* _Tarea_:
Prosigue el relato sobre las Navidades de Leticia sin Sara a partir de su última frase.
--- Fragmento aportado ---
XXI

Las segundas Navidades de Leticia sin Sara en casa fueron un auténtico suplicio para ella y para sus hijos. El espíritu de estas fiestas entrañablemente familiares había vuelto de una manera especial desde el nacimiento de Sara. Sin grandes adornos ni ornamentos en la casa, por respeto a las creencias de Abbas, la cena familiar de Nochebuena, la de fin de año y los regalos de la noche de Reyes giraban alrededor de la más pequeña de la casa. Pero ahora todo giraba alrededor del dolor, del recuerdo y del temor de no volver a ver jamás a Sara. El día de Navidad llamé a Leticia para saludarla y al escuchar su tristeza y desolación no se me ocurrió otra cosa que intentar animarla, prometiéndole que en el nuevo año íbamos a ver y a rescatar a Sara. Después de la promesa reflexioné y pensé que había actuado como un político barato, de esos que prometían mucho y cumplían poco. Mi deseo de rescatar a Sara volaba mucho más rápido que las probabilidades reales que teníamos para llevarlo a cabo. En ese momento, realmente, no había ninguna posibilidad con los medios de los que disponíamos. Pero algo me decía en mi interior que ese año que estaba a punto de comenzar nos iba a deparar alguna sorpresa.
--- Datos aportados ---
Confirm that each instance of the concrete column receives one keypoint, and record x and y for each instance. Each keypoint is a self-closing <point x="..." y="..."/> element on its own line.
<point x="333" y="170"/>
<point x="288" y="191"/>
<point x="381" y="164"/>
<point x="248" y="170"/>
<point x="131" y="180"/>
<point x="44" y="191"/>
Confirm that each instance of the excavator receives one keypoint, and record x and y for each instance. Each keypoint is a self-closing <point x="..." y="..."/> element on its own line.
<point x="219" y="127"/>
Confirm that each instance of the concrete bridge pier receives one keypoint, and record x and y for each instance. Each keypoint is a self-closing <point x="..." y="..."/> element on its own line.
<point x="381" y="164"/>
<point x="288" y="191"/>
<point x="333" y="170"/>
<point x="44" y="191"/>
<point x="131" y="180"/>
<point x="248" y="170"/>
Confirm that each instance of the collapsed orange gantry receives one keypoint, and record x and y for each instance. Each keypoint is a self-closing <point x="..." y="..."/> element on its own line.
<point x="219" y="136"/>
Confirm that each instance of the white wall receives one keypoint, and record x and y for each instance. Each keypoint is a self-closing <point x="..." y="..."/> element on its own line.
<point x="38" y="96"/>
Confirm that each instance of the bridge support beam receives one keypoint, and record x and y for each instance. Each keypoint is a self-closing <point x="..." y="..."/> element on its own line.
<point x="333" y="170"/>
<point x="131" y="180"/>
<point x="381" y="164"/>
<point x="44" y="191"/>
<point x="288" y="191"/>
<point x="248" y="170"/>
---
* _Respuesta_:
Para Sara, también habían sido sus segundas Navidades en Iraq lejos de su madre y de sus hermanos, pero ella casi las había olvidado. Allí en Basora no se celebraban. Ni luces en las calles. Ni tiendas llenas de regalos y juguetes. Ni siquiera en fin de año. La prioridad de los iraquíes en esos momentos estaba más en la supervivencia que en las celebraciones. Comer y vivir, a diario, era la mejor fiesta. Sara, afortunadamente para ella, se iba adaptando paulatinamente a la nueva vida y a las nuevas costumbres, aunque no le gustara nada de lo que estaba aprendiendo. Se había convertido en una auténtica superviviente. Los únicos regalos que tenía eran los que le hacía su pudiente tía Zeinab, el día del Fin del Ayuno, último día del ramadán, el día elegido para regalar juguetes a los niños. Su primer cumpleaños en Iraq lo habían celebrado un mes antes de la fecha, con una tarta, porque según le había dicho su padre, durante el mes de enero, que es cuando cumple los años Sara, los musulmanes no podían festejar nada. Esa primera vez tuvo que ser la excepción. Nunca más se volvió a celebrar su cumpleaños. La clave podía estar en que muchos musulmanes, sin considerarlo pecado o haram, que es la palabra que define lo prohibido por el islam, no lo ven como una práctica correcta. Abbas, durante el tiempo que estuvo viviendo en España, nunca celebró su cumpleaños, pero por una razón más extraña todavía: no sabía ni la fecha ni el año exacto de su nacimiento. En la documentación que utilizaba, la fecha de nacimiento era absolutamente ficticia.

Pasada la Navidad, llamé a David Rivas para saber si había logrado contactar o hacer una foto de Sara, pero la respuesta fue la misma de siempre: «Seguimos trabajando, pero necesito tener cierta seguridad de que el tema se va a llevar a cabo, para ir encargando que le hagan la foto. He adelantado dinero para que un equipo de inteligencia siga observando a la niña, pero llevo casi un mes sin saber nada de ellos, porque las comunicaciones con Iraq están difíciles».

La solución, según David, pasaba por hacer un gran desembolso económico, sin ninguna certeza del éxito de la operación. Desgraciadamente, todas las empresas de seguridad funcionaban así. Las grandes compañías americanas, israelíes o británicas a las que se les puede encargar un trabajo de rescate internacional utilizan armamento, técnicas y personal paramilitar. La cifra por servicio no suele bajar, en el mejor de los casos, del millón de dólares, que se debe pagar por adelantado pero sin ninguna garantía de éxito. Con esa premisa, Sara podía quedarse en Iraq el resto de sus días.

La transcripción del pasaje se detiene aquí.